-- begin Provided entries --

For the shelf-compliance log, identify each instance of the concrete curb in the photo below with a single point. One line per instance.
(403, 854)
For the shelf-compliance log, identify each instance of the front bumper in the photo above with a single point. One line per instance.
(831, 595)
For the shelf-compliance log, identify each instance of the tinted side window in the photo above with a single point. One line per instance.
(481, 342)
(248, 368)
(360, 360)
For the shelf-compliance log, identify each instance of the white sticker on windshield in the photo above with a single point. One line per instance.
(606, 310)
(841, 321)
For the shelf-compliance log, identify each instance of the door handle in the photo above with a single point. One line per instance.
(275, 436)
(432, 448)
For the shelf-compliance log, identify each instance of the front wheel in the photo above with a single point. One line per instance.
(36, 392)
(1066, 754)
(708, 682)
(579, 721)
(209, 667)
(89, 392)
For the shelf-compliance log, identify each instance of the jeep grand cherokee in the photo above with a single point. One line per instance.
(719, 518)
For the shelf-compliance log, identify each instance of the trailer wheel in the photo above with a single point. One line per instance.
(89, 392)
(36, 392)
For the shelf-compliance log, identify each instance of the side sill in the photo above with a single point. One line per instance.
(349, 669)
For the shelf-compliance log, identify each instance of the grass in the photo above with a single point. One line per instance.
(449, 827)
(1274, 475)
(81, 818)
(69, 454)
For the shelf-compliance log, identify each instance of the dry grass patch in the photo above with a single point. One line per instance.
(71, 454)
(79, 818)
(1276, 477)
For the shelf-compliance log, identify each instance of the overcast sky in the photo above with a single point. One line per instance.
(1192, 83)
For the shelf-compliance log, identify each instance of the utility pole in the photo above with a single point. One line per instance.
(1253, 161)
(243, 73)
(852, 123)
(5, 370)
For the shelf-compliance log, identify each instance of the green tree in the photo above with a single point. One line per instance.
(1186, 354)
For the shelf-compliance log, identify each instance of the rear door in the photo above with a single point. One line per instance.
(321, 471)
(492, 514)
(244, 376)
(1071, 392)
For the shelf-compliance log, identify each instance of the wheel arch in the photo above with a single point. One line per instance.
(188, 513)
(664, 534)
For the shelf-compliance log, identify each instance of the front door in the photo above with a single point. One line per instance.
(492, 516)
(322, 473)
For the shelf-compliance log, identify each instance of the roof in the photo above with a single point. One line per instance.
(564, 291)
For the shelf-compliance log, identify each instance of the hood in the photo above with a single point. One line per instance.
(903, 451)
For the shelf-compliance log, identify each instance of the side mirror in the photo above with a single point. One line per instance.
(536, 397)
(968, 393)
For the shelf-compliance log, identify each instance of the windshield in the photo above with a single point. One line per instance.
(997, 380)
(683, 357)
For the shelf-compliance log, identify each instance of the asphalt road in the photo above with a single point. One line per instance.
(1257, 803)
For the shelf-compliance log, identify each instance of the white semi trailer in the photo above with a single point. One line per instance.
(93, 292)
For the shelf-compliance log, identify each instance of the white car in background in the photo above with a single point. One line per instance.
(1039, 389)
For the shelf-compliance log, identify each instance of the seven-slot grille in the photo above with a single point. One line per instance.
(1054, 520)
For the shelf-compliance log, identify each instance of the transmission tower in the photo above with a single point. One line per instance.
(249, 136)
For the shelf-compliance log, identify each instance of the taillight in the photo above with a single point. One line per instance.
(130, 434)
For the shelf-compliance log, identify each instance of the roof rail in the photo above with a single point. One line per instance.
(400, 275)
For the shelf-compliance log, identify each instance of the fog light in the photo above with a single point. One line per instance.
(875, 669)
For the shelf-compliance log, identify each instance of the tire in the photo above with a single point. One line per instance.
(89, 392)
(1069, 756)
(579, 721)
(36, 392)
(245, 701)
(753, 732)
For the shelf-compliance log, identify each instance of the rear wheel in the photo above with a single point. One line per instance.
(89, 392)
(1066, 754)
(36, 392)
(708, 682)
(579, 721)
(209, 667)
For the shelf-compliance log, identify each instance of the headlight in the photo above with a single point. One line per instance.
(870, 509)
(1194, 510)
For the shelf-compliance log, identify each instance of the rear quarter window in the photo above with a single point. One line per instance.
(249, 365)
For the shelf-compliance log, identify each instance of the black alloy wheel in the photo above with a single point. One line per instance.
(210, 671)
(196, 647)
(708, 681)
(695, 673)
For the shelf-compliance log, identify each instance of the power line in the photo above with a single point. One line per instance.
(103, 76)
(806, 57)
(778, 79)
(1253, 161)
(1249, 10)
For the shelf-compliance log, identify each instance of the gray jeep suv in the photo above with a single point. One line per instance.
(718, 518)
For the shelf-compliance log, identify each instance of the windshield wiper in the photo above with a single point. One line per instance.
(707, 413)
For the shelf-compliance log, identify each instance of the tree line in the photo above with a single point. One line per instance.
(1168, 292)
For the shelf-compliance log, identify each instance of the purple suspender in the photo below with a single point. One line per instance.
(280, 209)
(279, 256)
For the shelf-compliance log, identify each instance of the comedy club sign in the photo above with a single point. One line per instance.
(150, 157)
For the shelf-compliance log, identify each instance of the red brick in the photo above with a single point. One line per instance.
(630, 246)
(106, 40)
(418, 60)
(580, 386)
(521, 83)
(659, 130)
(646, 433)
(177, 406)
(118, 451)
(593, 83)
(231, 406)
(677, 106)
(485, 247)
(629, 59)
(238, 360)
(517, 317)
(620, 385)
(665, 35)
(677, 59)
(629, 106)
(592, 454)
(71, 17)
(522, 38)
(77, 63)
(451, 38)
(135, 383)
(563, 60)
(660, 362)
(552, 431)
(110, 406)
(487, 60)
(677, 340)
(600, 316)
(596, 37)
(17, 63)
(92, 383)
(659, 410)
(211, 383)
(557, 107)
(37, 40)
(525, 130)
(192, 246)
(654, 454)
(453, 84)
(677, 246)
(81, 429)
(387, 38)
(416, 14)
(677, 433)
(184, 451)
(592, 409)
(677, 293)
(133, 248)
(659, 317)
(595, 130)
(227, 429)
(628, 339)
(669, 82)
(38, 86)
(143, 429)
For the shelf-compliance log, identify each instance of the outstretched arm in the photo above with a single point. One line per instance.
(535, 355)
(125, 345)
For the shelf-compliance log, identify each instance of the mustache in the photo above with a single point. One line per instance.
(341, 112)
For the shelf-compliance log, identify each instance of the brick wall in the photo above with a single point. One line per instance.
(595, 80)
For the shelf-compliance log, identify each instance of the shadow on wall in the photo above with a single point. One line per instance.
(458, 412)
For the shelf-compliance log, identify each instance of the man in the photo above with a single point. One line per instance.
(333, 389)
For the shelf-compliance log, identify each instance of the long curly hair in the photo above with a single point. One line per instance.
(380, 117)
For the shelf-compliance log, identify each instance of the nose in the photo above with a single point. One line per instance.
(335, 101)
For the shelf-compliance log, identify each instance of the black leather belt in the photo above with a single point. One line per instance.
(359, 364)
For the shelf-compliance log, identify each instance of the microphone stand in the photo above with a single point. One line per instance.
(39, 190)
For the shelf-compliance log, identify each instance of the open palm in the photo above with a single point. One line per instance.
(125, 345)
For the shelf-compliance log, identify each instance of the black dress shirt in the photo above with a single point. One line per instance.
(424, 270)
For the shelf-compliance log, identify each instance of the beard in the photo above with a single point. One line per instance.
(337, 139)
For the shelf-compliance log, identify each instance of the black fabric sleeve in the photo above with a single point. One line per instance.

-- end Provided entries --

Short problem:
Repeat, unchanged, the part of the records above that begins with the line containing "the front wheel" and ends with the line containing "(1071, 392)", including both of those lines.

Reply:
For the shelf-compliance log, identify each instance of the front wheel in the photo above with a single point. One line per instance.
(36, 392)
(1066, 754)
(708, 682)
(579, 721)
(209, 667)
(89, 392)
For the shelf-compliance log, identify each instance of the jeep grand cherokee in the photo above with a single point. One line per instance.
(719, 518)
For the shelf-compliance log, identify each instance of the trailer wheel in the photo above with a single point. One line per instance.
(89, 392)
(36, 392)
For the shelf-compliance log, identify each instance of the side sill in the photo above with a single point. One line per instance.
(349, 669)
For the shelf-compliance log, identify each instance of the grass in the photo above with a single point. One line per instance.
(449, 827)
(1274, 475)
(81, 818)
(69, 454)
For the shelf-compliance log, identify each instance of the dry grass patch in the photo above with a single point. One line per instance.
(71, 454)
(79, 818)
(1276, 477)
For the shelf-compliance log, identify each instance of the overcast sky in the photo above with a single point. One line per instance.
(1192, 83)
For the shelf-compliance log, identify each instance of the utility pole in the photo above with a single point. One line per instance.
(1253, 161)
(243, 73)
(852, 123)
(5, 370)
For the shelf-compliance log, identify each instance of the green tree in the photo above with a single point. One line per instance.
(1186, 354)
For the shelf-compliance log, identify each instance of the rear door in the photo above with a single point. One line per instance.
(321, 471)
(492, 514)
(244, 376)
(1071, 392)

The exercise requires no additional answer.